• [Given problem] In the text below about building the Winterfell set, please say what materials the set was built with to help it survive Belfast's rain and weather.

• [Text provided]
○ ○ ○ ○ ○
When it came to Winterfell, the production did things a bit differently this year, expanding greatly on the set they already had. “[W]e built the entire castle so the camera could be anywhere at any time,” Riley said. “There was too much action, too much going on for them to be concerned about doing any rotoscope work later. All of the shots inside the castle are for real.”

"It was a set so it was built with plywood backings and a hard plaster finish to help it survive the rain and the weather in Belfast. We were shooting in winter too, so that was a very big ask of the set. We had to level the ground outside to prepare for the massive area for the battlefield itself. There was a huge amount of groundwork involved."

And that was just the beginning. The Winterfell set is built over some very marshy ground, and water kept flooding the actual trench they dug for the Battle of Winterfell, the one Melisandre lit on fire. How to fix the problem? “[I]t was literally scraping back the ground to create proper drainage on the property where there hadn’t been before. Logistically, there was so much involved and it required everyone to work beyond anything we’d done before.”

They basically built a working castle…out of plywood. “We had never done anything as intense as that before, working over a long period of time and in difficult conditions,” Riley said. “I’d never worked with that much heavy machinery before. At one point in time, it felt like we had every piece of heavy equipment in Northern Ireland out in Winterfell!” And all this is done is incredibly rainy conditions with “mud would go up past your ankles.”
○ ○ ○ ○ ○
• [Entries supplied]
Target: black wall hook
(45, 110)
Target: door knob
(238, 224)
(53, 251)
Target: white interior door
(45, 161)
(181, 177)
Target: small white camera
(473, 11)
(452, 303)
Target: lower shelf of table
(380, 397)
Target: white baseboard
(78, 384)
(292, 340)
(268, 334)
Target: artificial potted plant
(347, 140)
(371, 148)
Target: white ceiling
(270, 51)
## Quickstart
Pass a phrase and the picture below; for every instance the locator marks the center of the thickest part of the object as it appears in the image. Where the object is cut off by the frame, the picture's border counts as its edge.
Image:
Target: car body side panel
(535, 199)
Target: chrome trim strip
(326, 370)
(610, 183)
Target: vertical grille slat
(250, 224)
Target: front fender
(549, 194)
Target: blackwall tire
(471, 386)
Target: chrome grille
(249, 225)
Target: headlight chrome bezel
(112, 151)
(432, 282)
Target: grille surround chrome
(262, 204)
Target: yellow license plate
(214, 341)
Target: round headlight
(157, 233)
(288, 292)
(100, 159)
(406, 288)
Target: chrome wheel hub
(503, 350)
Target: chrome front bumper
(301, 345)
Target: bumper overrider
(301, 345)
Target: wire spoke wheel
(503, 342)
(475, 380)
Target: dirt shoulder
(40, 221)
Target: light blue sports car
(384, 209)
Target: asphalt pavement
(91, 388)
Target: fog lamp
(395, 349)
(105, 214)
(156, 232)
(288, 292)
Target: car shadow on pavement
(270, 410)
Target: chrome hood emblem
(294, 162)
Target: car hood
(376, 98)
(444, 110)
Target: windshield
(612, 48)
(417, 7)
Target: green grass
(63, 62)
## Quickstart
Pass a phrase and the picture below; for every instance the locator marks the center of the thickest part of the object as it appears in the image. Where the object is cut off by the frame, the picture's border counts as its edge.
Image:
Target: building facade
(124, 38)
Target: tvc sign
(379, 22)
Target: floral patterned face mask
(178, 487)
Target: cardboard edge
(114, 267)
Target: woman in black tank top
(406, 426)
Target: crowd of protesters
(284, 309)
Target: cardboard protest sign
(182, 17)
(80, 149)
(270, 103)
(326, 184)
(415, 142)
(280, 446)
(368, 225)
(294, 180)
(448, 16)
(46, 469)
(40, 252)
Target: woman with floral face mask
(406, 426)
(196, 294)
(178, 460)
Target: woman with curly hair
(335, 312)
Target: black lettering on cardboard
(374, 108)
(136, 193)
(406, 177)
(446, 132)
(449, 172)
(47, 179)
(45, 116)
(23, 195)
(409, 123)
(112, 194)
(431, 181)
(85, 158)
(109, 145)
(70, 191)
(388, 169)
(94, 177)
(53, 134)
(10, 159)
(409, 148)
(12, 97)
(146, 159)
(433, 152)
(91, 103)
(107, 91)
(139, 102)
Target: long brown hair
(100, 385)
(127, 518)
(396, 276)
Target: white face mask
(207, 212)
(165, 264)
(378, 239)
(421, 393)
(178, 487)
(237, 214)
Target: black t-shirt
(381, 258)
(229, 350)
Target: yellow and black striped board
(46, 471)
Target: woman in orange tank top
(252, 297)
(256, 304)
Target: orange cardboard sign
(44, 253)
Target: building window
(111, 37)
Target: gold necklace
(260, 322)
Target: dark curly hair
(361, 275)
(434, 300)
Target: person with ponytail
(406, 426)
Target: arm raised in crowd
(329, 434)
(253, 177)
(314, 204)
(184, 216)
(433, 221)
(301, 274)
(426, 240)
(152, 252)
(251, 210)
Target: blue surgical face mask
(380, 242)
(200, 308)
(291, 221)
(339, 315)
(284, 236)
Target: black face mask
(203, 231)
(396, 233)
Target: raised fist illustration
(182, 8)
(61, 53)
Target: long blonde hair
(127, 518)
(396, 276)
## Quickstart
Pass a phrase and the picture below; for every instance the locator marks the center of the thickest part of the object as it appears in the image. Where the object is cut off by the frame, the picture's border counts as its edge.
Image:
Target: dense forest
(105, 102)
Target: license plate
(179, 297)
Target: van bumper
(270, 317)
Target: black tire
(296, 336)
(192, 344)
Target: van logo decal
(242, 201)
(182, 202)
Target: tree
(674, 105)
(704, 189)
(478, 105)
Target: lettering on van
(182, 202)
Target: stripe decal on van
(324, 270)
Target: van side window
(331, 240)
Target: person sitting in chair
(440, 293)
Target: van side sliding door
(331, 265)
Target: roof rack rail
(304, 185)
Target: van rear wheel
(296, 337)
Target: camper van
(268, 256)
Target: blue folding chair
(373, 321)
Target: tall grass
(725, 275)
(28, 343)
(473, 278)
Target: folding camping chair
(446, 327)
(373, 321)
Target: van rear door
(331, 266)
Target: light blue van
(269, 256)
○ ○ ○ ○ ○
• [Result of the task] Plywood backings and a hard plaster finish.